*EXTRACTED TEXT*

## START

SALSA BRAISED LAMB SHANK
SALSA BRAISED LAMB SHANK

Yield Portion Size

24 portions (1 lamb shank and 1 cup potatoes)
1 tbsp
Vegetable oil
24
Lamb shanks
3 cups
White onion, medium dice
3 tbsp
Salt
1-1/2 tbsp
Ground black pepper
1 cup
Beef stock
5 cups
Rosarita® Mild Ground Tomato Salsa
3 cups
Rye bread, small dice
1-1/2 tbsp
Extra virgin olive oil
1 tsp
Salt
1/2 tsp
Ground black pepper
1 cup
Parmesan cheese, shredded
24 cups
Mashed potatoes
24
Salsa braised lamb shanks
3 cups
Toasted parmesan breadcrumbs
Parsley, rough chop
Basil, rough chop
View Nutrition Information

Directions

  1. Step 1

    Make SALSA BRAISED LAMB SHANK: Preheat oven to 300°F.

  2. Step 2

    In a large Dutch oven, heat the vegetable oil over medium heat.

  3. Step 3

    Season lamb shanks with 3 tablespoons salt and 1 1/2 tablespoons pepper. Brown on all sides; set aside.

  4. Step 4

    Remove excess fat from Dutch oven, return to flame and add diced white onion; cook until lightly carmelized.

  5. Step 5

    Pour in beef stock to deglaze.

  6. Step 6

    Place lamb shank back into Dutch oven.

  7. Step 7

    Reserve 1 cup Rosarita® Ground Salsa and pour remaining 4 cups into Dutch oven. Bring to a boil then reduce to a simmer.

  8. Step 8

    Cover with lid and place Dutch oven into preheated oven.

  9. Step 9

    Cook for 1 1/2 hours or until lamb shank is tender and falling off the bone.

  10. Step 10

    Skim fat from the top of sauce.

  11. Step 11

    Make TOASTED PARMESAN BREADCRUMBS: Preheat oven to 350°F.

  12. Step 12

    Small dice rye bread and toss in extra virgin olive oil, salt and pepper until well coated.

  13. Step 13

    Sprinkle with parmesan cheese and bake 5 minutes, toss, then bake for another 5 minutes until well toasted.

  14. Step 14

    To Make ONE PORTION: Scoop 1 cup of mashed potatoes into a shallow bowl.

  15. Step 15

    Top with salsa braised lamb shank.

  16. Step 16

    Garnish with 2 tablespoons of toasted parmesan breadcrumbs and roughly chopped herbs.

  17. Step 17

    CHEF'S NOTES: Salsa can be used twice, both with braise and dish. Can substitute in chicken thighs.

## END

*SUPPLIED INFORMATION*
## START

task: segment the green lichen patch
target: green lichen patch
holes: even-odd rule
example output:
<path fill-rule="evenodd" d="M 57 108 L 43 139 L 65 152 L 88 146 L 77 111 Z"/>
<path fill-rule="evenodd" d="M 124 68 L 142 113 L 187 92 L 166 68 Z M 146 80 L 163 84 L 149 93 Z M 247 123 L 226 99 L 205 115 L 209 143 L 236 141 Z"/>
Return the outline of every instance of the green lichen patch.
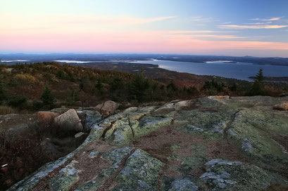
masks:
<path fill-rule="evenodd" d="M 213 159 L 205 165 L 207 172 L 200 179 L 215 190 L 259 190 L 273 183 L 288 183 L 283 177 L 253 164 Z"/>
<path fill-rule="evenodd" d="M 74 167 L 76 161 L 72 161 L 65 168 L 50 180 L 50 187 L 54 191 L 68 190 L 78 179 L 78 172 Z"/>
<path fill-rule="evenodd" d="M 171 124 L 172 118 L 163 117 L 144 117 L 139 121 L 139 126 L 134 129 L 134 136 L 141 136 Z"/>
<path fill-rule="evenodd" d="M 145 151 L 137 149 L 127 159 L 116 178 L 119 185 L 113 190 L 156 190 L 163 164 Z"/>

## END
## START

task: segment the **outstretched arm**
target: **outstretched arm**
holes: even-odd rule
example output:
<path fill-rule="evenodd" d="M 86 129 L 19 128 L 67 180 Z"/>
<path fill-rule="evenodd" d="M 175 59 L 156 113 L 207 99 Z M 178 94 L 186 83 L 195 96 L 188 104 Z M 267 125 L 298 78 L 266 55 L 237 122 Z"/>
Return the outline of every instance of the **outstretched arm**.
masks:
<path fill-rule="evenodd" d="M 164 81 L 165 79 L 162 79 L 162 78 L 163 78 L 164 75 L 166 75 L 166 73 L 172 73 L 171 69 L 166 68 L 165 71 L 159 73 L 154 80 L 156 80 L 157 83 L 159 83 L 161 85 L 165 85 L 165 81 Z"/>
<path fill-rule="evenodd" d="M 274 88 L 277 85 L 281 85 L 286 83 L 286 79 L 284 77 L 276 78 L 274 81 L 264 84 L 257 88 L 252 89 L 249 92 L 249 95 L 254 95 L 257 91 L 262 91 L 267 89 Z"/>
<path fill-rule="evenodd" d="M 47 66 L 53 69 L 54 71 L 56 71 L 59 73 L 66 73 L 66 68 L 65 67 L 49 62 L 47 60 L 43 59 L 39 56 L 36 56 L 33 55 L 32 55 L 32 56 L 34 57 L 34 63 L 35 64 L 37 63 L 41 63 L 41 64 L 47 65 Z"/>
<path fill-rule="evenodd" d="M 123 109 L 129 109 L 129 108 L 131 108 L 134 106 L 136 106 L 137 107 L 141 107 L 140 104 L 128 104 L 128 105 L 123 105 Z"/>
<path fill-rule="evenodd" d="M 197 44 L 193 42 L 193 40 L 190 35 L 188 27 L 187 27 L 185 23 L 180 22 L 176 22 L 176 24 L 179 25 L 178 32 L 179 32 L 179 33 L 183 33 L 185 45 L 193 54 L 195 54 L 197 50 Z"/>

## END
## START

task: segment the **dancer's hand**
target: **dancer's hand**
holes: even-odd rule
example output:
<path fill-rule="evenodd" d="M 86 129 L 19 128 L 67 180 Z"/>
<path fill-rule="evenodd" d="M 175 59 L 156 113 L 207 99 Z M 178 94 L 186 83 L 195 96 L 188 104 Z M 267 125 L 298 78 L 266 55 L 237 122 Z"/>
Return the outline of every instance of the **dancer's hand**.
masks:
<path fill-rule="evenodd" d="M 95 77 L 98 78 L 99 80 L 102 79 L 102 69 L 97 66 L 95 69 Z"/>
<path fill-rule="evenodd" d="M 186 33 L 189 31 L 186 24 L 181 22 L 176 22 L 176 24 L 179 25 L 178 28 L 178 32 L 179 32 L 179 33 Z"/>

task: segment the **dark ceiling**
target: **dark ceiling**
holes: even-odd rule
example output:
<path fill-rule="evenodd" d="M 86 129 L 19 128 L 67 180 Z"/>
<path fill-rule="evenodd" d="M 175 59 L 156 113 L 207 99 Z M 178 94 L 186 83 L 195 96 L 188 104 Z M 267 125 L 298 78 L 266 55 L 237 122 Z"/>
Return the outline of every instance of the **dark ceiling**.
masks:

## END

*TO BE DONE*
• a. Answer these from the lamb shank recipe:
(i) To what temperature is the oven preheated for braising the lamb shanks?
(ii) How long do the shanks cook in the oven?
(iii) What does the chef's note say can be substituted?
• b. Quote the stretch of the lamb shank recipe from "Cover with lid" through "top of sauce.".
The data comes from a separate source, not from the lamb shank recipe.

*COMPLETE ANSWERS*
• a.
(i) 300°F
(ii) 1 1/2 hours, or until the lamb shank is tender and falling off the bone
(iii) Chicken thighs

• b.
Cover with lid and place Dutch oven into preheated oven.

  9. Step 9

    Cook for 1 1/2 hours or until lamb shank is tender and falling off the bone.

  10. Step 10

    Skim fat from the top of sauce.